▸ **Goal**:
Render every record below as a Markdown table with two columns, No. and Line: No. holds the row number and Line holds one line of text. Leave blank lines out.

─── Entries ───

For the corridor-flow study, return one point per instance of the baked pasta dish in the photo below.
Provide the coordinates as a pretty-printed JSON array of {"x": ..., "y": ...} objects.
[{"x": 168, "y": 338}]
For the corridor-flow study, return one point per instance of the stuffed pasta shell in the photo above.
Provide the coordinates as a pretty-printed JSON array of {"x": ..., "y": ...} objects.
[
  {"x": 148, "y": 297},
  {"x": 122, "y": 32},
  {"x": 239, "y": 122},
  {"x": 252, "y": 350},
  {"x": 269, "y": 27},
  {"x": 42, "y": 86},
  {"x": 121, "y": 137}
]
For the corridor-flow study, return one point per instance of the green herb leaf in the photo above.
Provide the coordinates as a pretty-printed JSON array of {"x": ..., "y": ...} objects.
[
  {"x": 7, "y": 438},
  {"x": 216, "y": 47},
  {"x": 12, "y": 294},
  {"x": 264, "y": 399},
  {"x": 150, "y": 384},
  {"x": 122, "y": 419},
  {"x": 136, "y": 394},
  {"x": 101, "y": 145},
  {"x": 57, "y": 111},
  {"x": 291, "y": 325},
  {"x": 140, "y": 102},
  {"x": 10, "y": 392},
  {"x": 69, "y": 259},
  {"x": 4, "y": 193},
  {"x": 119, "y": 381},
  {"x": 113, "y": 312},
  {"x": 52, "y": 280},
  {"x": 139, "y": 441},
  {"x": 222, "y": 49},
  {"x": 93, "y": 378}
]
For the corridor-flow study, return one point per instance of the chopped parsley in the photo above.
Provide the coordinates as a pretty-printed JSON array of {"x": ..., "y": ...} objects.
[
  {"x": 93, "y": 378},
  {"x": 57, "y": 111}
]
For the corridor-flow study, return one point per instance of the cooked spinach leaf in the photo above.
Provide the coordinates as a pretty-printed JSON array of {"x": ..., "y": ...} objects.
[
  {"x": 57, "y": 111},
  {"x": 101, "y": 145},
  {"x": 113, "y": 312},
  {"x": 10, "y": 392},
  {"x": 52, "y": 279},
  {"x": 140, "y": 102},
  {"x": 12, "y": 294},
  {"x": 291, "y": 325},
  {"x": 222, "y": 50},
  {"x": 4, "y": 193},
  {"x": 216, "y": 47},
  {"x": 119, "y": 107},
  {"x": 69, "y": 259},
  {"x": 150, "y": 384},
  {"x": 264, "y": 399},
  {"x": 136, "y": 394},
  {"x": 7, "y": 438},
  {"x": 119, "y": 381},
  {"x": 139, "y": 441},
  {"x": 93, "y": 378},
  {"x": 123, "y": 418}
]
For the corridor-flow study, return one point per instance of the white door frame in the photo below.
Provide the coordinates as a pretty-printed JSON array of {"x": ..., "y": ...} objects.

───

▸ **Result for this task**:
| No. | Line |
|---|---|
| 1 | For the corridor-flow study, return one point per instance of the baked pasta dish in the photo below. |
| 2 | Provide the coordinates as a pretty-printed JSON array of {"x": ..., "y": ...} objects. |
| 3 | [{"x": 168, "y": 338}] |
| 4 | For the corridor-flow study, return one point per instance of the stuffed pasta shell in the photo above. |
| 5 | Provide the coordinates as a pretty-printed JSON array of {"x": ..., "y": ...} objects. |
| 6 | [ |
| 7 |   {"x": 148, "y": 297}, |
| 8 |   {"x": 122, "y": 32}, |
| 9 |   {"x": 239, "y": 122}, |
| 10 |   {"x": 252, "y": 350}, |
| 11 |   {"x": 269, "y": 27}, |
| 12 |   {"x": 42, "y": 86}, |
| 13 |   {"x": 121, "y": 137} |
| 14 | ] |
| 15 | For the corridor-flow study, return one point per instance of the green herb leaf in the photo above. |
| 16 | Provide the coordinates as a pretty-printed JSON array of {"x": ..., "y": ...} objects. |
| 17 | [ |
| 18 |   {"x": 7, "y": 438}, |
| 19 |   {"x": 216, "y": 47}, |
| 20 |   {"x": 12, "y": 294}, |
| 21 |   {"x": 264, "y": 399}, |
| 22 |   {"x": 150, "y": 384}, |
| 23 |   {"x": 122, "y": 419}, |
| 24 |   {"x": 136, "y": 394}, |
| 25 |   {"x": 101, "y": 145}, |
| 26 |   {"x": 57, "y": 111}, |
| 27 |   {"x": 291, "y": 325}, |
| 28 |   {"x": 140, "y": 102}, |
| 29 |   {"x": 10, "y": 392}, |
| 30 |   {"x": 69, "y": 259}, |
| 31 |   {"x": 4, "y": 193}, |
| 32 |   {"x": 119, "y": 381}, |
| 33 |   {"x": 113, "y": 312}, |
| 34 |   {"x": 52, "y": 280}, |
| 35 |   {"x": 139, "y": 441}, |
| 36 |   {"x": 222, "y": 49}, |
| 37 |   {"x": 93, "y": 378} |
| 38 | ] |
| 39 | For the corridor-flow study, return one point per instance of the chopped parsley in the photo above. |
| 40 | Provide the coordinates as a pretty-printed JSON array of {"x": ..., "y": ...} objects. |
| 41 | [ |
| 42 |   {"x": 93, "y": 378}, |
| 43 |   {"x": 57, "y": 111} |
| 44 | ] |
| 45 | For the corridor-flow study, return one point per instance of the cooked spinach leaf in the photo above. |
| 46 | Provide the coordinates as a pretty-printed JSON array of {"x": ..., "y": ...} objects. |
| 47 | [ |
| 48 |   {"x": 57, "y": 111}, |
| 49 |   {"x": 101, "y": 145}, |
| 50 |   {"x": 113, "y": 312}, |
| 51 |   {"x": 10, "y": 392}, |
| 52 |   {"x": 52, "y": 279}, |
| 53 |   {"x": 140, "y": 102}, |
| 54 |   {"x": 12, "y": 294}, |
| 55 |   {"x": 291, "y": 325}, |
| 56 |   {"x": 222, "y": 50}, |
| 57 |   {"x": 4, "y": 193}, |
| 58 |   {"x": 216, "y": 47}, |
| 59 |   {"x": 119, "y": 107}, |
| 60 |   {"x": 69, "y": 259}, |
| 61 |   {"x": 150, "y": 384}, |
| 62 |   {"x": 264, "y": 399}, |
| 63 |   {"x": 136, "y": 394}, |
| 64 |   {"x": 7, "y": 438}, |
| 65 |   {"x": 119, "y": 381}, |
| 66 |   {"x": 139, "y": 441}, |
| 67 |   {"x": 93, "y": 378}, |
| 68 |   {"x": 123, "y": 418} |
| 69 | ] |
| 70 | For the corridor-flow study, return one point per instance of the white door frame in the photo below. |
| 71 | Provide the coordinates as a pretty-printed JSON array of {"x": ..., "y": ...} objects. |